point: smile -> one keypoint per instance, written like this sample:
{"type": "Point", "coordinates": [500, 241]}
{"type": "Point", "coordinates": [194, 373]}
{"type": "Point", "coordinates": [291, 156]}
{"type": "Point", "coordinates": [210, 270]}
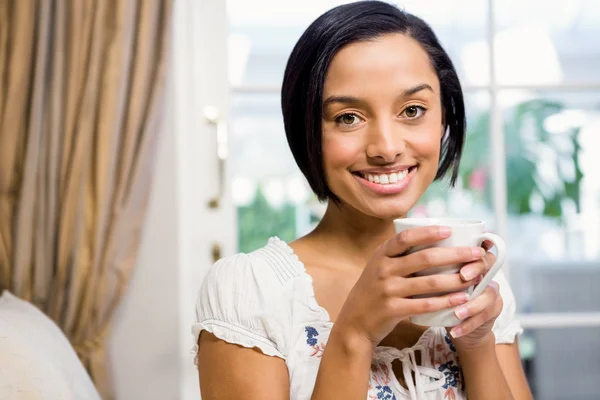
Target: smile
{"type": "Point", "coordinates": [391, 182]}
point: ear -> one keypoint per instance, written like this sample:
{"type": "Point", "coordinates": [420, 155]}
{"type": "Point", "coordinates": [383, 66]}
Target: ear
{"type": "Point", "coordinates": [443, 129]}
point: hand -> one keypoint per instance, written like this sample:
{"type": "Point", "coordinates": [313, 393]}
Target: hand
{"type": "Point", "coordinates": [481, 312]}
{"type": "Point", "coordinates": [382, 296]}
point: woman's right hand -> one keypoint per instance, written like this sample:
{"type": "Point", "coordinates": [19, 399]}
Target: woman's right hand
{"type": "Point", "coordinates": [383, 295]}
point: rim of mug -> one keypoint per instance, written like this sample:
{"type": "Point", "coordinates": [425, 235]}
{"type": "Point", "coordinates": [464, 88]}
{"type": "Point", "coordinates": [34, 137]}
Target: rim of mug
{"type": "Point", "coordinates": [438, 221]}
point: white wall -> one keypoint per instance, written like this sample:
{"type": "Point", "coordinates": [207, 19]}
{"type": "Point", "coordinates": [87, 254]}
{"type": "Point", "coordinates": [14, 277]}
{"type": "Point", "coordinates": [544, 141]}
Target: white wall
{"type": "Point", "coordinates": [144, 347]}
{"type": "Point", "coordinates": [151, 339]}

** HOW TO COMPLETE THIS TASK **
Every last line above must be reproduced as written, and no pictures belong in the copy.

** RESPONSE FOR THIS EXERCISE **
point: smile -> one keypoint per instance, written like this sample:
{"type": "Point", "coordinates": [500, 241]}
{"type": "Point", "coordinates": [194, 373]}
{"type": "Point", "coordinates": [291, 156]}
{"type": "Point", "coordinates": [210, 270]}
Target: smile
{"type": "Point", "coordinates": [391, 182]}
point: ear -> one keypoint per instance, written like this sample:
{"type": "Point", "coordinates": [420, 155]}
{"type": "Point", "coordinates": [383, 66]}
Target: ear
{"type": "Point", "coordinates": [443, 129]}
point: hand -> one keypoint per instance, written like this sample:
{"type": "Point", "coordinates": [313, 393]}
Target: hand
{"type": "Point", "coordinates": [481, 312]}
{"type": "Point", "coordinates": [382, 296]}
point: woman's right hand -> one keypoint per instance, written like this sample:
{"type": "Point", "coordinates": [19, 399]}
Target: woman's right hand
{"type": "Point", "coordinates": [383, 295]}
point: rim of mug -> one keypoint per instance, written like this sample:
{"type": "Point", "coordinates": [425, 235]}
{"type": "Point", "coordinates": [464, 88]}
{"type": "Point", "coordinates": [34, 137]}
Target: rim of mug
{"type": "Point", "coordinates": [438, 221]}
point: white wall -> one keypoint per instance, written like this sample:
{"type": "Point", "coordinates": [207, 19]}
{"type": "Point", "coordinates": [87, 254]}
{"type": "Point", "coordinates": [14, 277]}
{"type": "Point", "coordinates": [544, 141]}
Target: white wall
{"type": "Point", "coordinates": [144, 347]}
{"type": "Point", "coordinates": [151, 339]}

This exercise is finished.